Repeat all of the data precisely.
## Begin Record excerpts
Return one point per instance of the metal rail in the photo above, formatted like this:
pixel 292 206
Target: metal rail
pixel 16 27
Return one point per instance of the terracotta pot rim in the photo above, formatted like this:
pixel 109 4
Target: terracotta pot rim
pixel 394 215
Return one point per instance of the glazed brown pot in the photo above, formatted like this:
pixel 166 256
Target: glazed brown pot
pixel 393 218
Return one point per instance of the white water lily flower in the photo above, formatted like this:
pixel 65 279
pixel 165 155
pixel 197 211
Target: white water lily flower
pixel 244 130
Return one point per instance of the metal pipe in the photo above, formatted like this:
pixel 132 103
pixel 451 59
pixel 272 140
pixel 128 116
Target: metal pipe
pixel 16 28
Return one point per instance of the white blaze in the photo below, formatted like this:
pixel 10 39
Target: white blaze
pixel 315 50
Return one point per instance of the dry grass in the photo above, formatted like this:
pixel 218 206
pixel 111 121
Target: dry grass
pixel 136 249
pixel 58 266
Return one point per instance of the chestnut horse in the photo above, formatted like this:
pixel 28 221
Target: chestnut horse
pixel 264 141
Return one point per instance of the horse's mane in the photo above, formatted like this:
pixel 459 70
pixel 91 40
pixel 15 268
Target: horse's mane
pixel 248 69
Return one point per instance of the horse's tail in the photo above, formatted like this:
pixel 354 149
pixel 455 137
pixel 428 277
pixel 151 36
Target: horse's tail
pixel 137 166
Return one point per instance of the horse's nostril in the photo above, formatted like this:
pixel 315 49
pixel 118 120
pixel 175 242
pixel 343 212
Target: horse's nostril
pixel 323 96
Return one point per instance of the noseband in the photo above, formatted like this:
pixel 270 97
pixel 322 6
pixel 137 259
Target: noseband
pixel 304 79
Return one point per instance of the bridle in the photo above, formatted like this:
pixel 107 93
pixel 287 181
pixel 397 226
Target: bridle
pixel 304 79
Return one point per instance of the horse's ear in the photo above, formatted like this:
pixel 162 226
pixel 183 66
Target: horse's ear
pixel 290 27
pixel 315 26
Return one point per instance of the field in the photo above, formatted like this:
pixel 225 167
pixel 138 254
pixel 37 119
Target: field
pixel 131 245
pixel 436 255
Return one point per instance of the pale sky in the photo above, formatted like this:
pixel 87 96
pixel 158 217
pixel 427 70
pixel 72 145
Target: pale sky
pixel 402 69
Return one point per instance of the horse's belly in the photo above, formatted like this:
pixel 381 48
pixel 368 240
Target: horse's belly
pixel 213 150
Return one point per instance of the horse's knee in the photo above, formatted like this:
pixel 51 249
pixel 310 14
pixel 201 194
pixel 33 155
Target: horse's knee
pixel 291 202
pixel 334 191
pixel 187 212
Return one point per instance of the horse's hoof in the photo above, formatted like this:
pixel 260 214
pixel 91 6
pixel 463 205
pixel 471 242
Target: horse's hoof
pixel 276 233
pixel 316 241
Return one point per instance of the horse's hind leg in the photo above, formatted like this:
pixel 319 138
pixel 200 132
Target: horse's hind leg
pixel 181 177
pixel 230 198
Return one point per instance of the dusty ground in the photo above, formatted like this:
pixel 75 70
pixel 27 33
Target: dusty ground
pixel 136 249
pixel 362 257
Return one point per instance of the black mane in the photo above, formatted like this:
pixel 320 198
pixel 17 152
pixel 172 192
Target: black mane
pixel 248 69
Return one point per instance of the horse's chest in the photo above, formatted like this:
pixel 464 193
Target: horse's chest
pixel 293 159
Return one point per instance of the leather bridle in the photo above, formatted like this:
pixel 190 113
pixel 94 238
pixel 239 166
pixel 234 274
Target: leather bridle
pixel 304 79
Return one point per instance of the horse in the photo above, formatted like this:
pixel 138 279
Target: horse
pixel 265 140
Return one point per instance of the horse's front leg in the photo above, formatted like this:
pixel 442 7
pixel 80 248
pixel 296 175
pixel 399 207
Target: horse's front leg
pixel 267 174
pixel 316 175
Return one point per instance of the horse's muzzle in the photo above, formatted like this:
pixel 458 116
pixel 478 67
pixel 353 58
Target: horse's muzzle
## End Record excerpts
_Written answer_
Return one point per instance of the metal rail in the photo above, formatted like this:
pixel 292 206
Target: metal rail
pixel 16 27
Return one point per instance of the terracotta pot rim in the photo above, formatted like this:
pixel 109 4
Target: terracotta pot rim
pixel 394 215
Return one point per instance of the glazed brown pot in the photo above, formatted like this:
pixel 166 256
Target: glazed brown pot
pixel 393 218
Return one point per instance of the white water lily flower in the photo above, formatted like this:
pixel 65 279
pixel 165 155
pixel 197 211
Target: white water lily flower
pixel 244 130
Return one point per instance of the metal pipe in the photo above, formatted like this:
pixel 132 103
pixel 451 59
pixel 272 140
pixel 128 116
Target: metal pipe
pixel 16 28
Return one point per instance of the white blaze in the photo below, formatted like this:
pixel 10 39
Target: white blaze
pixel 315 50
Return one point per instance of the dry grass in the photo above, formatted like this:
pixel 218 206
pixel 111 121
Target: dry grass
pixel 136 249
pixel 58 266
Return one point per instance of the chestnut horse in the photo above, formatted like this:
pixel 28 221
Target: chestnut horse
pixel 264 141
Return one point per instance of the horse's mane in the photo above, formatted like this:
pixel 459 70
pixel 91 40
pixel 15 268
Target: horse's mane
pixel 248 69
Return one point per instance of the horse's tail in the photo above, formatted like this:
pixel 354 149
pixel 455 137
pixel 428 277
pixel 151 36
Target: horse's tail
pixel 137 166
Return one point per instance of the horse's nostril in the photo above, formatted like this:
pixel 315 49
pixel 118 120
pixel 175 242
pixel 343 212
Target: horse's nostril
pixel 323 96
Return one point per instance of the noseband in the photo above, formatted like this:
pixel 270 97
pixel 322 6
pixel 137 259
Target: noseband
pixel 304 79
Return one point per instance of the bridle in the photo above, formatted like this:
pixel 107 93
pixel 287 181
pixel 397 226
Target: bridle
pixel 304 79
Return one point per instance of the horse's ear in the photo above, formatted like this:
pixel 162 226
pixel 183 66
Target: horse's ear
pixel 290 27
pixel 315 26
Return one point per instance of the field in the photo above, formatted like this:
pixel 225 167
pixel 138 254
pixel 37 119
Target: field
pixel 131 245
pixel 436 255
Return one point per instance of the pale sky in the photo above, formatted like this:
pixel 87 96
pixel 158 217
pixel 427 70
pixel 72 145
Target: pale sky
pixel 402 69
Return one point per instance of the horse's belly in the photo above, formatted like this:
pixel 381 48
pixel 368 240
Target: horse's belly
pixel 213 150
Return one point per instance of the horse's knee in the photo above, formatted like this:
pixel 51 249
pixel 310 14
pixel 201 194
pixel 33 155
Target: horse's knee
pixel 291 202
pixel 334 191
pixel 187 212
Return one point per instance of the horse's hoof in the photo above, formatted like this:
pixel 260 214
pixel 91 6
pixel 463 205
pixel 471 242
Target: horse's hoof
pixel 276 233
pixel 316 241
Return one point per instance of the horse's hind leg in the photo above, formatted like this:
pixel 319 138
pixel 200 132
Target: horse's hind leg
pixel 181 177
pixel 230 198
Return one point per instance of the dusty ground in the photo above, formatted like this:
pixel 75 70
pixel 27 33
Target: dusty ground
pixel 136 249
pixel 362 257
Return one point per instance of the black mane in the photo above, formatted like this:
pixel 320 198
pixel 17 152
pixel 172 192
Target: black mane
pixel 248 69
Return one point per instance of the horse's chest in the photo above, formatted like this:
pixel 464 193
Target: horse's chest
pixel 293 159
Return one point per instance of the leather bridle in the photo above, formatted like this:
pixel 190 113
pixel 94 238
pixel 239 166
pixel 234 274
Target: leather bridle
pixel 304 79
Return one point per instance of the horse in the photo above, formatted like this:
pixel 138 279
Target: horse
pixel 265 140
Return one point per instance of the horse's front leg in the photo above, formatted like this:
pixel 442 7
pixel 80 248
pixel 296 175
pixel 399 207
Target: horse's front leg
pixel 267 174
pixel 316 175
Return one point per instance of the horse's muzzle in the photo above, formatted like this:
pixel 458 116
pixel 478 67
pixel 353 58
Target: horse's muzzle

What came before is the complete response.